### Records shown ###

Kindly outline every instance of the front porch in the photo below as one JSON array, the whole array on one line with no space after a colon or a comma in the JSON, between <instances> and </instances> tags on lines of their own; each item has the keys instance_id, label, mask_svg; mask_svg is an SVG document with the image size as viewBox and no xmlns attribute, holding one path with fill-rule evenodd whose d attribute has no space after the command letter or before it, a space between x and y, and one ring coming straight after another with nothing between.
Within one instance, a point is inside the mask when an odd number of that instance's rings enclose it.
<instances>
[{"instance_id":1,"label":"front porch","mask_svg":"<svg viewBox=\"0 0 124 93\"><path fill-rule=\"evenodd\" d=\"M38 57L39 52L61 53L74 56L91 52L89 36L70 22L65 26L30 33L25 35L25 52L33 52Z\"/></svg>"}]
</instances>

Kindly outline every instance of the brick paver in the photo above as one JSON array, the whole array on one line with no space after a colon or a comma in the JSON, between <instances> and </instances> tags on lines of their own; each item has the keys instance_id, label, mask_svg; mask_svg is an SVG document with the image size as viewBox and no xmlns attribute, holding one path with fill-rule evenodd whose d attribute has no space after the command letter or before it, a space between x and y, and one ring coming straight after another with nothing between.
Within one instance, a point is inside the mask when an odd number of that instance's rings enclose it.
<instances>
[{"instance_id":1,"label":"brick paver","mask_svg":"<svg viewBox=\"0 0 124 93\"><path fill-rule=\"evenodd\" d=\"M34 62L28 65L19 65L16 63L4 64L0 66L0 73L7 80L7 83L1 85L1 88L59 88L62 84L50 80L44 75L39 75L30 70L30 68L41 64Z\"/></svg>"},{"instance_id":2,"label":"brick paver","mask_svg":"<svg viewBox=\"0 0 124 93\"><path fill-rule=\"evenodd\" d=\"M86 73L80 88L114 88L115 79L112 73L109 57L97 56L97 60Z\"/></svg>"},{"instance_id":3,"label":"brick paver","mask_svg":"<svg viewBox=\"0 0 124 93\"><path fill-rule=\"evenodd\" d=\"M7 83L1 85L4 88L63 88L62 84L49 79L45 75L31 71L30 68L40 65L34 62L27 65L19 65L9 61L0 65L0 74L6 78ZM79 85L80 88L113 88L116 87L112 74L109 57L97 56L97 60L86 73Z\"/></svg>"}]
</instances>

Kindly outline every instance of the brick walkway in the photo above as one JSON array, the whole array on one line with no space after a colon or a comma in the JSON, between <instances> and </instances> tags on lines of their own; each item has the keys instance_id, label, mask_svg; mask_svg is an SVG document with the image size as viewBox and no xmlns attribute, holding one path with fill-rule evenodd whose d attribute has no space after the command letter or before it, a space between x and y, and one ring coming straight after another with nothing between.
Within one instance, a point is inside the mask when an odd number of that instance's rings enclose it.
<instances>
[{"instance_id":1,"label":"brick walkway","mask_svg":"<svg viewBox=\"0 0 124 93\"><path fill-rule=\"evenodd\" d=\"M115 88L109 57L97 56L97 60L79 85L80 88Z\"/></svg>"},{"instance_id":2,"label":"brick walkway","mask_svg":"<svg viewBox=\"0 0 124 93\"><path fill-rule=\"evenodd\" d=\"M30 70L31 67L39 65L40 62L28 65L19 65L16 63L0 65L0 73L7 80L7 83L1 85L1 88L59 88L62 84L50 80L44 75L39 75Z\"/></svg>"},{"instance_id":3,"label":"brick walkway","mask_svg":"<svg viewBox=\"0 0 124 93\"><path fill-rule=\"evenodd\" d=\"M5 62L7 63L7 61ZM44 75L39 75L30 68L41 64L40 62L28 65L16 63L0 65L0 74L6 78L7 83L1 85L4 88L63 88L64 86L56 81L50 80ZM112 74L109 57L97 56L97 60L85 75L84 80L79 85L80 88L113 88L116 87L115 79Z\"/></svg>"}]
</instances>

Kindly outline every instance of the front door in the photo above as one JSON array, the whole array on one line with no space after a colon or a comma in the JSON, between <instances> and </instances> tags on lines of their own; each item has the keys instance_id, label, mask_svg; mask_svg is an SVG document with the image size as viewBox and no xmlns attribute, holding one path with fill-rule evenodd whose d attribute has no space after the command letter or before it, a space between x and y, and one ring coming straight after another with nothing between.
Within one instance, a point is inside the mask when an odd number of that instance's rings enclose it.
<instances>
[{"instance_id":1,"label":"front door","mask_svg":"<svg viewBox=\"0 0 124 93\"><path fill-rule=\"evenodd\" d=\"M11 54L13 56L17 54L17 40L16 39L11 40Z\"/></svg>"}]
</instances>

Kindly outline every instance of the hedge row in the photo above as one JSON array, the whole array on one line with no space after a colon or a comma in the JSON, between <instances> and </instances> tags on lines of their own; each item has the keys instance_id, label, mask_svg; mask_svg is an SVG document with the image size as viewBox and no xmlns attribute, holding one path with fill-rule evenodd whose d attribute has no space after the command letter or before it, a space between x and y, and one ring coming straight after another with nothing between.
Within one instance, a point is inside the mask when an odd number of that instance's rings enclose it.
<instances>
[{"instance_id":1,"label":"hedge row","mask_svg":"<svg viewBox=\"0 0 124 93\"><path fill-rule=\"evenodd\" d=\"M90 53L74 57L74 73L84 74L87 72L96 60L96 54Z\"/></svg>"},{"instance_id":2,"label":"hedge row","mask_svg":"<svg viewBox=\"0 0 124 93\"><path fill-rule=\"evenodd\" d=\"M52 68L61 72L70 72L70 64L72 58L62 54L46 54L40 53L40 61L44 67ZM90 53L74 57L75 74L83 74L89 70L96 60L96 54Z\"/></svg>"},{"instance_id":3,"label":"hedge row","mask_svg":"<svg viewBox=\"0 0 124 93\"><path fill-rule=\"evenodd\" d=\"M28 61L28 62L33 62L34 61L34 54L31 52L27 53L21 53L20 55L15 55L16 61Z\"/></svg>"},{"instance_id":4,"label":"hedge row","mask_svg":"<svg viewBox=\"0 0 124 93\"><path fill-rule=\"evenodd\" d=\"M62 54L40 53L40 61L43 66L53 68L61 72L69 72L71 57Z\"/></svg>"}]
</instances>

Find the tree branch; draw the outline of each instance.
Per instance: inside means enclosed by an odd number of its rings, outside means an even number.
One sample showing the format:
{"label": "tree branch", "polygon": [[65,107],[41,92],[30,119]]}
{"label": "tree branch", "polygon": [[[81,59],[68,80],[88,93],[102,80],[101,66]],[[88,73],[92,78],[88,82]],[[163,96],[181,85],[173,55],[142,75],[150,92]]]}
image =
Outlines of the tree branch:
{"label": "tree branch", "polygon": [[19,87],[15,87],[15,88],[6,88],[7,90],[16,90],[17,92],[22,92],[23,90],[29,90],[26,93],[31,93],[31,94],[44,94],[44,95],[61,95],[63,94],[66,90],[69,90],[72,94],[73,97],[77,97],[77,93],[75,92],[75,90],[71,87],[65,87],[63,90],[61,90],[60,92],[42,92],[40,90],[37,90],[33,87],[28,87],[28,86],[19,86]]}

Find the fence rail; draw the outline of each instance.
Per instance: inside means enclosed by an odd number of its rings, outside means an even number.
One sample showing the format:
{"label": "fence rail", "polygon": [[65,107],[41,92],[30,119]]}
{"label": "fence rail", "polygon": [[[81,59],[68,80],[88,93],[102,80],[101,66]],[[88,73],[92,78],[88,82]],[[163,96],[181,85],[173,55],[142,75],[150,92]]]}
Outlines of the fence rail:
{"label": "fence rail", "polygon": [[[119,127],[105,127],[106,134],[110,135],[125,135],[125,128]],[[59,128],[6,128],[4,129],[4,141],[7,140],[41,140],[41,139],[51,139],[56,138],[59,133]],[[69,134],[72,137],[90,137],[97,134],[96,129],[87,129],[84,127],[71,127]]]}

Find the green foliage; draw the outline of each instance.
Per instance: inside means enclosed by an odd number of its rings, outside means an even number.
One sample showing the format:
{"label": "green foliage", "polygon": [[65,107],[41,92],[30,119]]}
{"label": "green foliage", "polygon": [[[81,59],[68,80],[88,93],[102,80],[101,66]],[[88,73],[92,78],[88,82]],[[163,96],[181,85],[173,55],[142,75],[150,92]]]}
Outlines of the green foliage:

###

#### [What the task requires]
Return everything from the line containing "Find the fence" down to the line containing "Outlines of the fence", both of those lines included, reproducing each line without any change.

#### [Expected output]
Find the fence rail; draw the outline of each instance.
Per instance: inside means enclosed by an odd number of its rings, outside means an even number.
One sample showing the format:
{"label": "fence rail", "polygon": [[65,107],[41,92],[30,119]]}
{"label": "fence rail", "polygon": [[[81,59],[68,80],[88,93],[102,80],[101,66]],[[88,73],[92,78],[88,82]],[[163,96],[181,85],[173,55],[142,75],[150,92]]]}
Outlines of the fence rail:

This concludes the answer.